» ENTRIES SUPPLIED
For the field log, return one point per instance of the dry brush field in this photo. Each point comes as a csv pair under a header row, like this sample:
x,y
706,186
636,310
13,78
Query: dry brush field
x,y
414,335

» AIM
Convert the records above into a JSON list of strings, one string per line, leaving out any blank lines.

» EXPECTED ANSWER
[
  "For the field log, return one point per instance of the dry brush field in this photo. Each point comes as a csv pair under a header row, like this sample:",
  "x,y",
  "706,186",
  "636,310",
  "13,78",
  "Query: dry brush field",
  "x,y",
  "414,335"
]